WORK TO COMPLETE
Rewrite the rows below with "innermost point" switched to "central point" wherever it occurs, and keep everything else the same.

DATA ENTRIES
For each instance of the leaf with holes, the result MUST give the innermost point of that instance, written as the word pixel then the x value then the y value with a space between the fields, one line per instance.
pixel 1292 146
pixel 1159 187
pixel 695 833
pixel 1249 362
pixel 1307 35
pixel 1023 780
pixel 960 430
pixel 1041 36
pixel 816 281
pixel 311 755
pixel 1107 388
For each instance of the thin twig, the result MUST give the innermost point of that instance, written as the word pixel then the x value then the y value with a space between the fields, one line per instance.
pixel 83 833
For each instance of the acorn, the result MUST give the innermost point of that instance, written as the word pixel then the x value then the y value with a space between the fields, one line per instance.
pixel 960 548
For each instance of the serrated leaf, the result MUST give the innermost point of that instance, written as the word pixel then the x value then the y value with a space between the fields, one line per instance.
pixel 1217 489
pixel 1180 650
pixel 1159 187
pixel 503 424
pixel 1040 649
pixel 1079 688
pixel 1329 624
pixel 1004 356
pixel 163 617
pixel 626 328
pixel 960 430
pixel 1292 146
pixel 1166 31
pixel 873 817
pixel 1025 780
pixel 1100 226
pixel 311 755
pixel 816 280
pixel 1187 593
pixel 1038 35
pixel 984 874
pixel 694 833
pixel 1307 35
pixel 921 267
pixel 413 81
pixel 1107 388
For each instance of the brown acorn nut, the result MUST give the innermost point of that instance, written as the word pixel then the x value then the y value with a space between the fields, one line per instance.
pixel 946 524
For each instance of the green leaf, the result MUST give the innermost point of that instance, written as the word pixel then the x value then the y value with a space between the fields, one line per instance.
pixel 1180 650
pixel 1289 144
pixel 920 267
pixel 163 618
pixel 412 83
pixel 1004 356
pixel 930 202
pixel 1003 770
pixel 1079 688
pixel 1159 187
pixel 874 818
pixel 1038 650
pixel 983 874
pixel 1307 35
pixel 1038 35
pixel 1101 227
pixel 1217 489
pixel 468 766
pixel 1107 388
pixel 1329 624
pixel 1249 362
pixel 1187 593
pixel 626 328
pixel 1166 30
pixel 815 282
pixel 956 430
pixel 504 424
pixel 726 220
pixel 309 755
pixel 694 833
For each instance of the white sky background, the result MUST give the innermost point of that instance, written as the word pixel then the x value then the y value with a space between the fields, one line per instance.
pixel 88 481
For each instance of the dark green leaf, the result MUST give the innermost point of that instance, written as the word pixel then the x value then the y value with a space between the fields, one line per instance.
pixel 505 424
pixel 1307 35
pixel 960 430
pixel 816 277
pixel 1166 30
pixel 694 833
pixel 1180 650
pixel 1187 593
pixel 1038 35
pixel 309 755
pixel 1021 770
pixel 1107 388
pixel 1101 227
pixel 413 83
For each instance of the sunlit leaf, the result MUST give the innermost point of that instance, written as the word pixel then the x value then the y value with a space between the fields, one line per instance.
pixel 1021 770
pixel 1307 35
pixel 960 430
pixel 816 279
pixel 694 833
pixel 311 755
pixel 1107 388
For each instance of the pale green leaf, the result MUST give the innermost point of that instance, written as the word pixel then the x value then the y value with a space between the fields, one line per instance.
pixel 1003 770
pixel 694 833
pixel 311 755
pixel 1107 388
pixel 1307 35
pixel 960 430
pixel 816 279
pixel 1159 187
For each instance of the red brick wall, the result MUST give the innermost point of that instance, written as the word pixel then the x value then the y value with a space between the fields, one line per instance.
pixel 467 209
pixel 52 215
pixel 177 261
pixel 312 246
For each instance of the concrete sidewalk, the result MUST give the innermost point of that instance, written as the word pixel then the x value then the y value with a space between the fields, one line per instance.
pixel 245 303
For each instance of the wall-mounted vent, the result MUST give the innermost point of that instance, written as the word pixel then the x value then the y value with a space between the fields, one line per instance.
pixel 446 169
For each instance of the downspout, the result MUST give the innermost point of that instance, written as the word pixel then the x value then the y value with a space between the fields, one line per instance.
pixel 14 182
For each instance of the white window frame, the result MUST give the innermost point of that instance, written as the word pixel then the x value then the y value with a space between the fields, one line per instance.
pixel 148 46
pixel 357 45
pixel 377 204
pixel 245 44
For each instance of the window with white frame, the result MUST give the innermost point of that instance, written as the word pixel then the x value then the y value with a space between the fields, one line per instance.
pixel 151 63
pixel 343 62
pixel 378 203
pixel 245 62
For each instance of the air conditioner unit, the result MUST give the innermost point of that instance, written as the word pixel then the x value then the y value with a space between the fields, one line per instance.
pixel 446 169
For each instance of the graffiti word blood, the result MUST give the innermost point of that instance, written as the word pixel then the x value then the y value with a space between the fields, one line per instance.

TASK ANSWER
For each instance of the leaf with holes, the result MUST give the central point of that instance, written as the word pixel then the x value then the y value with a space between the fields, one line per instance.
pixel 1292 146
pixel 1159 187
pixel 695 833
pixel 1249 362
pixel 1307 35
pixel 1023 780
pixel 960 430
pixel 1041 36
pixel 816 281
pixel 311 755
pixel 1107 388
For each instance of the thin twig, the result MUST give the central point of that instance, written as the word pixel then the x value then the y value with a space between the fields, one line per instance.
pixel 83 833
For each instance of the acorn, the result MUST give the central point of that instance, written as the word pixel then the x value then the y value with a space between the fields, one line per instance.
pixel 960 548
For each instance of the serrated leaf, the result MUST give the central point of that instance, written as the word pixel then the x value then the y value with a space between the fields, one line per instance.
pixel 1217 489
pixel 1180 650
pixel 1159 187
pixel 503 424
pixel 1040 649
pixel 1079 688
pixel 1329 624
pixel 1004 356
pixel 163 617
pixel 626 328
pixel 960 430
pixel 1292 146
pixel 1166 31
pixel 873 817
pixel 1025 780
pixel 1100 226
pixel 311 755
pixel 816 280
pixel 1187 593
pixel 1038 35
pixel 984 874
pixel 694 833
pixel 1307 35
pixel 921 267
pixel 413 81
pixel 1107 388
For each instance of the brown acorn nut, the result MUST give the central point of that instance, written as the word pixel then the x value then the y value with a space between the fields, one line per instance.
pixel 946 524
For each instance of the green leaf, the result MUST give the central point of that instance, written as the word pixel then the x value then the y value with a space between the fields, one line per instance.
pixel 1180 650
pixel 1289 144
pixel 920 267
pixel 163 618
pixel 412 83
pixel 1004 356
pixel 930 202
pixel 1003 770
pixel 1079 688
pixel 1159 187
pixel 874 818
pixel 1038 650
pixel 983 874
pixel 1307 35
pixel 1038 35
pixel 1101 227
pixel 1217 489
pixel 468 766
pixel 1107 388
pixel 1329 624
pixel 1249 362
pixel 1187 593
pixel 626 328
pixel 1166 30
pixel 815 282
pixel 956 430
pixel 504 424
pixel 726 220
pixel 309 755
pixel 694 833
For each instance of the white sky background, the result MUST give the central point of that instance, written as the word pixel then the x value then the y value with a space between the fields, one line per instance.
pixel 88 481
For each instance of the dark green leaf, the result MUST give the central point of that instance, written as the word pixel then the x value then the y value with a space between the fields, one line per instance.
pixel 505 424
pixel 1307 35
pixel 960 430
pixel 816 277
pixel 1166 30
pixel 694 833
pixel 1180 650
pixel 1187 593
pixel 1038 35
pixel 309 755
pixel 1021 770
pixel 1107 388
pixel 1101 227
pixel 413 83
For each instance of the sunlit leaf, the result MUST give the central point of that instance, written as the word pixel then the x value then the y value with a space between the fields, one line per instance.
pixel 1021 770
pixel 1307 35
pixel 960 430
pixel 816 279
pixel 694 833
pixel 311 755
pixel 1107 388
For each instance of the pale green leaf, the result MUST give the central point of that instance, written as the word pixel then the x value then the y value with a space between the fields, one line per instance.
pixel 1003 770
pixel 694 833
pixel 311 755
pixel 1107 388
pixel 1307 35
pixel 960 430
pixel 816 279
pixel 1159 187
For each instance of the red brick wall, the result MUST give the central point of that instance, written as the word pixel then the x value then the y value with a space between the fields, one line per instance.
pixel 467 209
pixel 52 215
pixel 177 261
pixel 312 246
For each instance of the concrete sidewalk, the result MUST give the central point of that instance, written as the word pixel then the x value then the y value with a space between the fields, one line per instance.
pixel 245 303
For each instance of the wall-mounted vent, the result MUST give the central point of that instance, written as the word pixel then the x value then the y value with a space between the fields, one line per instance.
pixel 446 169
For each instance of the downspout, the result MUST give the central point of that instance, written as the word pixel then the x value then the y value with a space between the fields, one line per instance.
pixel 14 182
For each instance of the white window frame, the result MUST give the central point of that instance, written as the word pixel then the x value then the y value with a space between the fields, one line per instance.
pixel 148 46
pixel 357 45
pixel 377 204
pixel 245 44
For each instance of the window with white frame, the result MUST give the central point of that instance, written as the word pixel then the x value then the y value with a space between the fields, one line per instance.
pixel 151 63
pixel 343 62
pixel 378 203
pixel 245 62
For each instance of the air conditioner unit, the result MUST give the central point of that instance, written as the word pixel then the x value then the y value with a space between the fields, one line per instance.
pixel 446 169
For each instance of the graffiti word blood, the result MUST give the central point of that instance, written as the word pixel then the x value then the y value with a space between the fields, one line per instance.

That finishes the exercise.